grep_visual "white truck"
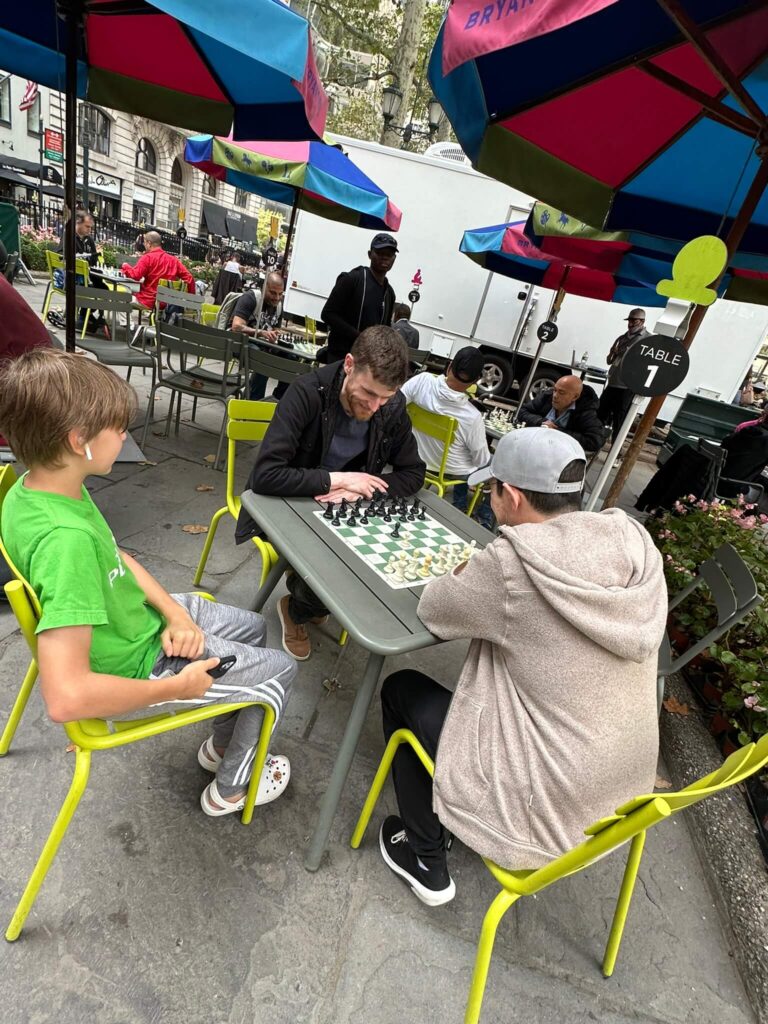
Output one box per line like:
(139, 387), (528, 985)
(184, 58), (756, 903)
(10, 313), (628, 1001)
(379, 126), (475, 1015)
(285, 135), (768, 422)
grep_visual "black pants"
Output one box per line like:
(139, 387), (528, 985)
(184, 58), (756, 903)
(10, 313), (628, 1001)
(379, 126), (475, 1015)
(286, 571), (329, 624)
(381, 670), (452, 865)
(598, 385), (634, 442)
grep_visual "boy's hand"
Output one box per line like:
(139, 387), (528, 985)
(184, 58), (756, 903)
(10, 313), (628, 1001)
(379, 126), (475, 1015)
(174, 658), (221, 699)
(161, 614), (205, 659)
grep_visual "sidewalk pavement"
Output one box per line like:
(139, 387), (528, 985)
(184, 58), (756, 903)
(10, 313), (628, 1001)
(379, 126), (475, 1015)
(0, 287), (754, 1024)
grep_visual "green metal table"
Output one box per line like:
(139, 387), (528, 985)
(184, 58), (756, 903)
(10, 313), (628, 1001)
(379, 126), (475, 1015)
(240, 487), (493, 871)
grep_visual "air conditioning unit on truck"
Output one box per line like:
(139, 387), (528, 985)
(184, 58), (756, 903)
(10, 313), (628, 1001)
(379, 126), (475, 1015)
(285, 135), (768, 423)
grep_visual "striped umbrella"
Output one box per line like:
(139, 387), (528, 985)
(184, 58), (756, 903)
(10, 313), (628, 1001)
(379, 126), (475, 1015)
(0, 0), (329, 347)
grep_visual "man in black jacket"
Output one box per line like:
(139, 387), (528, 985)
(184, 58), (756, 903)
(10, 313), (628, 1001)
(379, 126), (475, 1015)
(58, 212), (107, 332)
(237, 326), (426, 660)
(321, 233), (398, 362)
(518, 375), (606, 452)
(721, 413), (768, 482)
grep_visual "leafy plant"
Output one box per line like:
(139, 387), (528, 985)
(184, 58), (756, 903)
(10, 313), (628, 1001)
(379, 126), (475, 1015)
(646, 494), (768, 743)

### PROMPT
Give back the full listing word for word, with the pictures left out.

### TASK RESPONSE
grep_visual "white truck"
Output one box per line like:
(139, 387), (528, 985)
(184, 58), (756, 903)
(10, 313), (628, 1001)
(379, 126), (475, 1015)
(285, 135), (768, 422)
grep_visual "black pants"
Output one box per line like:
(139, 387), (528, 985)
(184, 58), (756, 903)
(10, 313), (628, 1001)
(379, 126), (475, 1015)
(286, 571), (329, 624)
(381, 670), (452, 865)
(598, 385), (634, 442)
grep_visual "boy's hand"
Output one box per line like:
(139, 387), (528, 985)
(184, 58), (756, 903)
(10, 313), (628, 1001)
(379, 126), (475, 1015)
(174, 658), (221, 699)
(161, 614), (205, 659)
grep_visual "sidewalk pavement"
Output one box per line like:
(139, 387), (528, 985)
(184, 58), (756, 903)
(10, 313), (628, 1001)
(379, 126), (475, 1015)
(0, 287), (754, 1024)
grep_visual "green metal table"
Output one box per line like:
(139, 387), (528, 985)
(184, 58), (756, 903)
(10, 313), (628, 1001)
(379, 126), (475, 1015)
(240, 487), (493, 871)
grep_visual "air conditioning unit on truck"
Output one box per line like:
(139, 387), (528, 985)
(184, 58), (756, 903)
(10, 313), (628, 1001)
(379, 126), (475, 1015)
(285, 135), (768, 423)
grep_visual "striped umbrella"
Output one box per line like:
(139, 387), (528, 985)
(184, 58), (756, 903)
(10, 313), (628, 1001)
(379, 126), (475, 1015)
(0, 0), (329, 347)
grep_visual "man in black jacket"
Output one box per line like:
(139, 387), (528, 985)
(184, 58), (756, 903)
(10, 313), (628, 1001)
(379, 126), (475, 1015)
(58, 212), (107, 332)
(237, 326), (426, 660)
(321, 233), (398, 362)
(518, 375), (606, 452)
(721, 413), (768, 482)
grep_visual "leafy plant"
Output one box per line like:
(139, 387), (528, 985)
(184, 58), (756, 903)
(10, 313), (628, 1001)
(379, 126), (475, 1015)
(646, 494), (768, 743)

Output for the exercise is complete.